• _The task_: From the entries below, pull out every line that contains the word "race". Count a line only if its capitalization matches.

─── Records shown

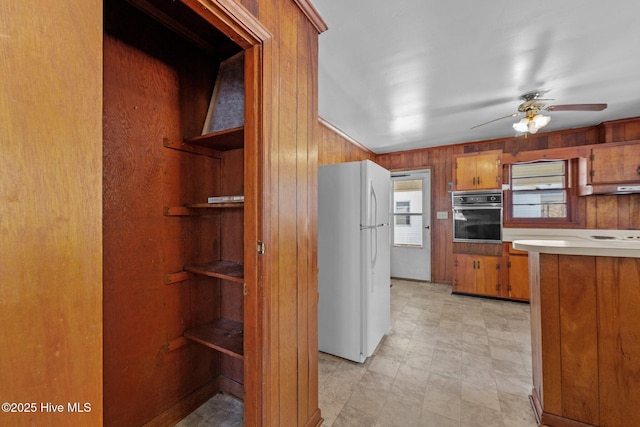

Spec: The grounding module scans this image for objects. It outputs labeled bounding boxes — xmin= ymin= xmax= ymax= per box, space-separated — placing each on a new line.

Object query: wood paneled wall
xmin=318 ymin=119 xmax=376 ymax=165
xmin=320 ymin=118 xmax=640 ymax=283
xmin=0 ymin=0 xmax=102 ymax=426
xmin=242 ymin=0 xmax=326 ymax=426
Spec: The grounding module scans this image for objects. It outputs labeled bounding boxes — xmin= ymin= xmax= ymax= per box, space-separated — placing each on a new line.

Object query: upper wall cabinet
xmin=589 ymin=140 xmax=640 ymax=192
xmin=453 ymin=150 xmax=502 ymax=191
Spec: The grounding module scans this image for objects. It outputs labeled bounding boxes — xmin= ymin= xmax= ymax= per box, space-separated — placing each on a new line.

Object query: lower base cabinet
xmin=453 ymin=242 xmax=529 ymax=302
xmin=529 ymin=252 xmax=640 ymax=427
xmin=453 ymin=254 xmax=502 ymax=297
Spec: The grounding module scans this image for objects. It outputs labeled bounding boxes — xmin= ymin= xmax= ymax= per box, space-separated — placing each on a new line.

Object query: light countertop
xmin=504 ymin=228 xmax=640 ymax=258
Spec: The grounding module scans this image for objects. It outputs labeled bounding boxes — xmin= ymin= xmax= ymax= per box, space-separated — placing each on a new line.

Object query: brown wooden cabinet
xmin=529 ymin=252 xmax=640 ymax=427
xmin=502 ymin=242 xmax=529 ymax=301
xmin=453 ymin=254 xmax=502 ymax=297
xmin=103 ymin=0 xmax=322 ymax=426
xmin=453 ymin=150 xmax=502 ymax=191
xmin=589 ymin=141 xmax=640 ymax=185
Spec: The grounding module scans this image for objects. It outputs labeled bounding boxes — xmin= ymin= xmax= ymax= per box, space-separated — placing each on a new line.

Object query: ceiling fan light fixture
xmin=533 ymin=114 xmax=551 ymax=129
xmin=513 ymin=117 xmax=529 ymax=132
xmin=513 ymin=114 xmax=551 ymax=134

──────
─── Records shown

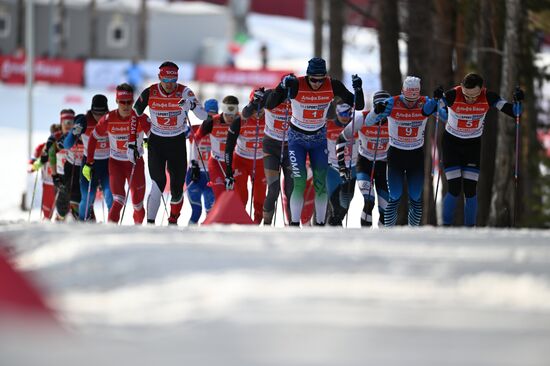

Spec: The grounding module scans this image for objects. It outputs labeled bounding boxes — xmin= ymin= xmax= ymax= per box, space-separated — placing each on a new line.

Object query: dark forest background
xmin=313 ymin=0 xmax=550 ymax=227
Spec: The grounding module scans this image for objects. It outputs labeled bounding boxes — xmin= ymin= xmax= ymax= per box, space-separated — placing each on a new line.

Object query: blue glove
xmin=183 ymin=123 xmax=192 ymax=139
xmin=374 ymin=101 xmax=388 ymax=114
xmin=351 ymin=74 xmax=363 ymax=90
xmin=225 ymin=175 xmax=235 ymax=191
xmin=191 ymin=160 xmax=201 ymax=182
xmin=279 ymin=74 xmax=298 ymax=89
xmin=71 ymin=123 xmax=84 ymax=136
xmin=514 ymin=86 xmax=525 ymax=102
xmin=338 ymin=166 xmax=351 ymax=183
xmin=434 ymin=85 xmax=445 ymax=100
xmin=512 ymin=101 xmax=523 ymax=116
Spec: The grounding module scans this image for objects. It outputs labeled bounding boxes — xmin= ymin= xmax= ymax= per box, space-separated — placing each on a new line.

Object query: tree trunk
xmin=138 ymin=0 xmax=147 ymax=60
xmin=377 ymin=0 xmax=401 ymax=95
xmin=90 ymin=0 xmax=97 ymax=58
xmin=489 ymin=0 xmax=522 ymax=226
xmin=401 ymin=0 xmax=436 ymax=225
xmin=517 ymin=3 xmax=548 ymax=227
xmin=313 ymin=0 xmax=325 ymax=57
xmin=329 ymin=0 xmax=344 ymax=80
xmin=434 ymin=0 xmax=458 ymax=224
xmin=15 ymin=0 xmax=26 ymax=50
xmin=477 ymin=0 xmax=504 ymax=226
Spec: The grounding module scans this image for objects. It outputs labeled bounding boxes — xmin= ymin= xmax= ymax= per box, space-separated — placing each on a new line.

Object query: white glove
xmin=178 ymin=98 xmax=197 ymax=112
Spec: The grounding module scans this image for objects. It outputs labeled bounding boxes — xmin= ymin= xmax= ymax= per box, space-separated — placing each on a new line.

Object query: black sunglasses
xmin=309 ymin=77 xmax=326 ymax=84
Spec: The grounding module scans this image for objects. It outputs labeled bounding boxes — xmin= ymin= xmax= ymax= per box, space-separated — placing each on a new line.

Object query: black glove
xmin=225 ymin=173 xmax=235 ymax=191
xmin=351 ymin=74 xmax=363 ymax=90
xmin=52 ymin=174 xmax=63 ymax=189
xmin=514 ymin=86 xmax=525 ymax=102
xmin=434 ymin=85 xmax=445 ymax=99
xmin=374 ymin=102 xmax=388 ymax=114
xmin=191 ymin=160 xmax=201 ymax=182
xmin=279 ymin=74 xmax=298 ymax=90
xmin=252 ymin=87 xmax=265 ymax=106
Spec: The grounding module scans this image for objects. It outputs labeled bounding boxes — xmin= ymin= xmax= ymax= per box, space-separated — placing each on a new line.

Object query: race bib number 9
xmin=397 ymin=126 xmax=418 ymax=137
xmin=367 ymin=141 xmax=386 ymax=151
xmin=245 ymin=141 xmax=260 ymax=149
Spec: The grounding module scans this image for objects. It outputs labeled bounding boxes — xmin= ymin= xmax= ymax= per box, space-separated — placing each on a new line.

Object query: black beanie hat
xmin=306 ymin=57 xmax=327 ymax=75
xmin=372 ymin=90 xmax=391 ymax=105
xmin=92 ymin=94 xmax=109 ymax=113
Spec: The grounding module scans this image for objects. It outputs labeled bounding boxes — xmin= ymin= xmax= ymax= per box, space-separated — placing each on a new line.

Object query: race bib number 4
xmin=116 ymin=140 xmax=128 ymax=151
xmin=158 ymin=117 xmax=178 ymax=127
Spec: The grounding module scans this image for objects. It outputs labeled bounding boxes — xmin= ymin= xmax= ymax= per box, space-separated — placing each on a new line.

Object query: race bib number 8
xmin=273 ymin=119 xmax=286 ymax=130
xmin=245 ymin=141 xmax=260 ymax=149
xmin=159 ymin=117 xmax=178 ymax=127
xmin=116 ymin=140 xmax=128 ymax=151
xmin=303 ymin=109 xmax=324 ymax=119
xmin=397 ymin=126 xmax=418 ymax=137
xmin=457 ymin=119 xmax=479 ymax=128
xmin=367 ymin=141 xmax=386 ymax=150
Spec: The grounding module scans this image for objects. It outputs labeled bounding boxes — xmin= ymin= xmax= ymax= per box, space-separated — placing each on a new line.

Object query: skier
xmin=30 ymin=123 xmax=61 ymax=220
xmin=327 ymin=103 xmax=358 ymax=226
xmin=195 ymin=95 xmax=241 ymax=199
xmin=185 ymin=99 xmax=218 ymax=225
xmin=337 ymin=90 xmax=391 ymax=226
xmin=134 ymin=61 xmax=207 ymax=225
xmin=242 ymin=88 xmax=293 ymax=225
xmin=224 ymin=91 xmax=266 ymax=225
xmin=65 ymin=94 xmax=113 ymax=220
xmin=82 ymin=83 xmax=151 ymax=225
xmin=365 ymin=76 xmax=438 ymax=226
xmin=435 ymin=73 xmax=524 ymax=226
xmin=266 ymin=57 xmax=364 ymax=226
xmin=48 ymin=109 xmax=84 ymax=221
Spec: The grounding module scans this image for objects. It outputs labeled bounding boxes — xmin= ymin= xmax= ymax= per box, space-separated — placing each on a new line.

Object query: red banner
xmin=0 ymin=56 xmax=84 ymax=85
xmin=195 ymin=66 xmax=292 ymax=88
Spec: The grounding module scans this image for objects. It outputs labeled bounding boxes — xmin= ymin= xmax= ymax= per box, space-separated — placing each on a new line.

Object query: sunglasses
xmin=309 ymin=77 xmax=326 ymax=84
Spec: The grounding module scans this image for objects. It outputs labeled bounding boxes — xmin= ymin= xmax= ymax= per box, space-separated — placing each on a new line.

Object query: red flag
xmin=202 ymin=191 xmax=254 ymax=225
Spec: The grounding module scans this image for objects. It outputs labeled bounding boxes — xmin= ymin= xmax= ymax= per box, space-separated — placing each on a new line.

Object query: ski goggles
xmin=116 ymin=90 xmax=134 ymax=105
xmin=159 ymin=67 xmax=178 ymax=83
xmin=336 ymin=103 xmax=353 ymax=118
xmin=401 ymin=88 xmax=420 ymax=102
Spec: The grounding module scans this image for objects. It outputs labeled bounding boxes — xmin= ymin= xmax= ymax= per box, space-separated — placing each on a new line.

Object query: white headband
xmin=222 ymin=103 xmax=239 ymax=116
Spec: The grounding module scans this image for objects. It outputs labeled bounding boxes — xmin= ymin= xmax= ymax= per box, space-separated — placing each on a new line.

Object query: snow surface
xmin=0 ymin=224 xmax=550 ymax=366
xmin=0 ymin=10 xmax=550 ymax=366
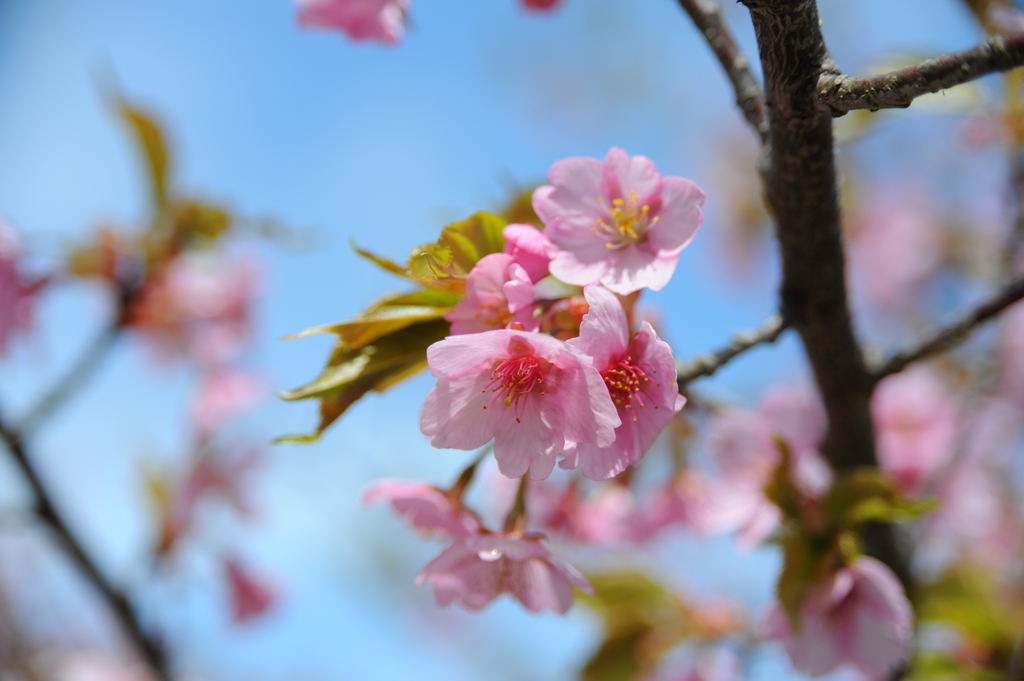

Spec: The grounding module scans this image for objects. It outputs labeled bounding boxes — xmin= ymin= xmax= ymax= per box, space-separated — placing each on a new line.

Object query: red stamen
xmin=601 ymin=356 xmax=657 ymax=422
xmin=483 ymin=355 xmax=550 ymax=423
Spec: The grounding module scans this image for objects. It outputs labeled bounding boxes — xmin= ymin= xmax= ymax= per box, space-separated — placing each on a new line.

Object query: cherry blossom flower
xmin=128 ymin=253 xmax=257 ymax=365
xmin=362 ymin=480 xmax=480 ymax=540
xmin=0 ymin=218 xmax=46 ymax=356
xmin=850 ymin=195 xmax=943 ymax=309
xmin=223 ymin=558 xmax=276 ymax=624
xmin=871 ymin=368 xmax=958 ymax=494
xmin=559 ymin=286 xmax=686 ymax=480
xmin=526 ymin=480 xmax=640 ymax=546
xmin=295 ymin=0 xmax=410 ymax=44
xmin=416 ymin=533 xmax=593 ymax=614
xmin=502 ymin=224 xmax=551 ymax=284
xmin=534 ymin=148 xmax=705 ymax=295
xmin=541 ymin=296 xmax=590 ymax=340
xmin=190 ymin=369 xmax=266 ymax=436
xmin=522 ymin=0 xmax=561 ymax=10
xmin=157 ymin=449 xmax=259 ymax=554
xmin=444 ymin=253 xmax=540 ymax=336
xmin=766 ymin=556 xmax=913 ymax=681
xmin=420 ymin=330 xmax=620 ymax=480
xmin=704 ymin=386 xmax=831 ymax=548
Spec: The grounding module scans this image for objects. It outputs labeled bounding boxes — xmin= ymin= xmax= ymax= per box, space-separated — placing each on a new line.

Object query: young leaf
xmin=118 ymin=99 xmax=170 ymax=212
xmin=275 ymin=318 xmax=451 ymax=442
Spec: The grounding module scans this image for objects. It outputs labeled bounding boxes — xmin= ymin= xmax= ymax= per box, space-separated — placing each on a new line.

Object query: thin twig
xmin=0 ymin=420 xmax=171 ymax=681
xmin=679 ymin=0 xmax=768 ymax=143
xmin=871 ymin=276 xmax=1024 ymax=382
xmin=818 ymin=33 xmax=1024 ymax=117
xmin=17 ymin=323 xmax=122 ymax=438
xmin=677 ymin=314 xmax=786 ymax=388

──────
─── Records shown

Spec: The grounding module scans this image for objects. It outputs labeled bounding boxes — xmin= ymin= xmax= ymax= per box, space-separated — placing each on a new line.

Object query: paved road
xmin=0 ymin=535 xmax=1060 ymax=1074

──────

• _The output_:
Object query: race bib number 9
Object query: race bib number 4
Object query: race bib number 8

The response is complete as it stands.